Data extracts:
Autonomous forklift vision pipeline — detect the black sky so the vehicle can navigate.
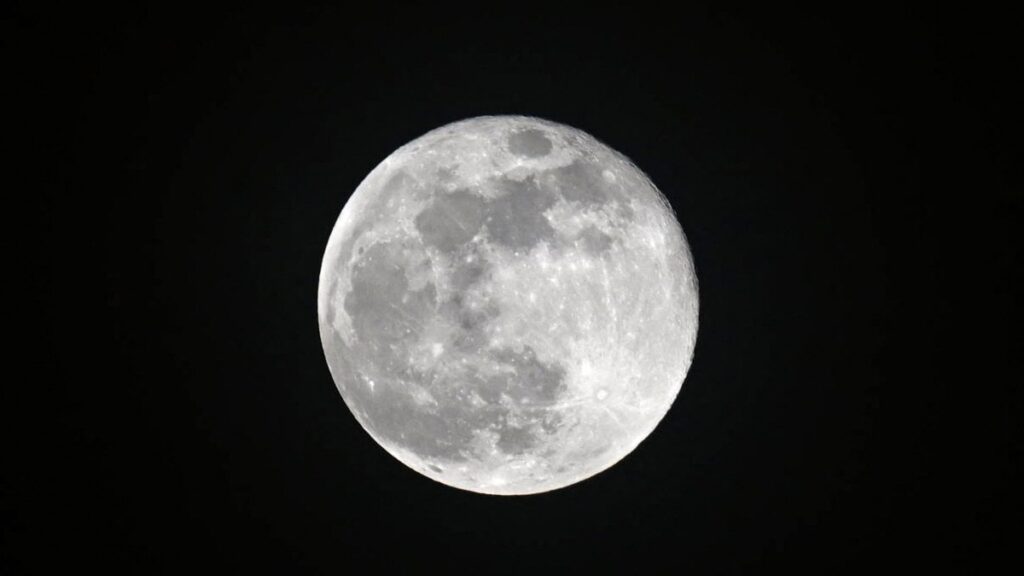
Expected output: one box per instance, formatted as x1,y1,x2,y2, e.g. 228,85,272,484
7,4,1018,573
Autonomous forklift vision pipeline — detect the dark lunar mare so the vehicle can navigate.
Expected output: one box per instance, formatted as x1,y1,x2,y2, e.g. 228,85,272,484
507,128,553,157
485,176,558,251
335,198,571,461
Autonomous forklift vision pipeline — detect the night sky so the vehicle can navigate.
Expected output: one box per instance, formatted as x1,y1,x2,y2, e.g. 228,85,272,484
9,4,1018,573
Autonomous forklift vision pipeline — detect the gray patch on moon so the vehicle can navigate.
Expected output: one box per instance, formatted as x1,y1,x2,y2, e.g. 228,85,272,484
344,240,436,371
415,174,560,254
488,346,567,405
341,346,569,463
542,159,636,223
448,252,489,292
348,170,420,247
414,189,487,251
576,225,614,255
508,128,553,157
495,425,537,455
485,176,557,251
545,159,611,207
448,297,498,337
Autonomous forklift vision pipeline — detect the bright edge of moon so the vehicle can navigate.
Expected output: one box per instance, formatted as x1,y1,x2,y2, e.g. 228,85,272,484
317,115,698,495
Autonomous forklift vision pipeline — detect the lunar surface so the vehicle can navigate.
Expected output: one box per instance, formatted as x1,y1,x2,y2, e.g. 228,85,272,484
318,116,698,495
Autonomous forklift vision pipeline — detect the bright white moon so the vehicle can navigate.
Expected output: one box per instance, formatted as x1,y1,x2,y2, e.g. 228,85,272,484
318,116,698,495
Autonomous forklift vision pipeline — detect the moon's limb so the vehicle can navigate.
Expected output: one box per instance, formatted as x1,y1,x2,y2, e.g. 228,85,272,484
318,116,698,495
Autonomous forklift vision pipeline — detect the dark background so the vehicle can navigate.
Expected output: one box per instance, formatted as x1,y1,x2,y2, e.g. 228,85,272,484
7,4,1018,573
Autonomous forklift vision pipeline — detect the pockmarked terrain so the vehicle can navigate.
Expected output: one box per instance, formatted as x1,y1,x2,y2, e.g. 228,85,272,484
318,116,698,495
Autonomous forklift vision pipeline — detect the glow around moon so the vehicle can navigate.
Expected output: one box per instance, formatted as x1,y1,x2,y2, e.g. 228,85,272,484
318,116,698,495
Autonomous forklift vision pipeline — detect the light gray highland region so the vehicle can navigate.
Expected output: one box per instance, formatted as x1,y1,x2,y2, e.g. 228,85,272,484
318,116,699,495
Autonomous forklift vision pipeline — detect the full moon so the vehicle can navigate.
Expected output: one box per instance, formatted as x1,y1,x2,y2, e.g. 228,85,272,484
318,116,698,495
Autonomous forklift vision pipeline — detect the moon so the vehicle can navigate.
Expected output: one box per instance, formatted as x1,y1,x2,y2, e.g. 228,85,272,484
318,116,698,495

Work request:
An exact copy of all the records, free of pictures, is the expected answer.

Result:
Autonomous forklift vision pipeline — detect the black sky so the vehicle can navigate.
Expected output: one box per instance, formatted as x1,y1,x2,y2, e.g. 228,85,272,484
7,4,1018,573
Autonomous forklift vision pipeline — detect the dark lunar mare so the vehicle can navigate.
Expected output: one box per instance, formatted as x1,y1,x2,y2, e.g. 228,85,272,484
507,128,553,157
485,176,558,251
335,198,571,461
Autonomous forklift vision pipeline — detect the night sky so the vehicle can navigate.
Expected output: one box per instance, formatted as x1,y1,x2,y2, e.g. 228,85,272,484
9,4,1018,573
Autonomous forklift vision pipeline — detect the gray patch on moon so the vehicle can navigate.
Expected output: one box per instance, formatted as x1,y1,x2,y2, e.g. 228,85,272,484
344,240,436,371
415,174,560,254
488,346,567,405
341,346,569,463
542,159,636,223
448,252,489,292
348,170,420,247
414,189,487,251
576,225,614,255
508,128,553,157
495,425,537,455
485,176,557,251
545,159,611,207
448,297,498,337
Autonomous forklift vision pipeline — detect the bright edge of moon so the vehicle can navigate.
Expected output: one box per instance, formatted as x1,y1,x2,y2, e.g. 228,85,272,484
317,115,698,495
Autonomous forklift vision pipeline — detect the lunar surface so the vehicle can navigate.
Expected output: one box per instance, formatted as x1,y1,x2,y2, e.g. 228,85,272,484
318,116,698,495
Autonomous forklift vision pipeline — detect the bright white moon so the vehicle can navigate.
Expected output: one box per instance, formatted as x1,y1,x2,y2, e.g. 228,85,272,484
318,116,698,495
Autonomous forklift vision pipeline — detect the moon's limb so the vehicle can navigate.
Expected output: one box per instance, formatted as x1,y1,x2,y2, e.g. 228,85,272,484
318,116,698,495
Autonomous forklift vision pipeline — detect the dark background so the vehicle can navigate.
Expected output: one box per instance, formatted as x1,y1,x2,y2, e.g. 228,85,272,484
7,4,1018,573
Autonomous forklift vision pipeline — detect the pockmarked terrain so the vehicle can navigate.
Expected output: one box per instance, formatted as x1,y1,x2,y2, e.g. 228,85,272,484
318,116,698,495
Autonomous forklift vision pipeline — detect the glow around moon so the vehicle can navigate.
Expected output: one box per instance, formatted as x1,y1,x2,y2, e.g. 228,85,272,484
318,116,698,495
Autonomous forklift vision pipeline — detect the light gray highland region so the vehicle can navigate.
Expected output: one box per instance, formatted as x1,y1,x2,y2, e.g. 228,85,272,484
318,116,699,495
Autonomous forklift vision pipeline — detect the full moon so the vehicle can navigate.
Expected output: one box per instance, formatted as x1,y1,x2,y2, e.g. 228,85,272,484
318,116,698,495
Autonomous forklift vision pipeline — detect the moon so the vehicle can navigate.
Expected output: one box per instance, formatted as x1,y1,x2,y2, e.g. 228,85,272,484
318,116,698,495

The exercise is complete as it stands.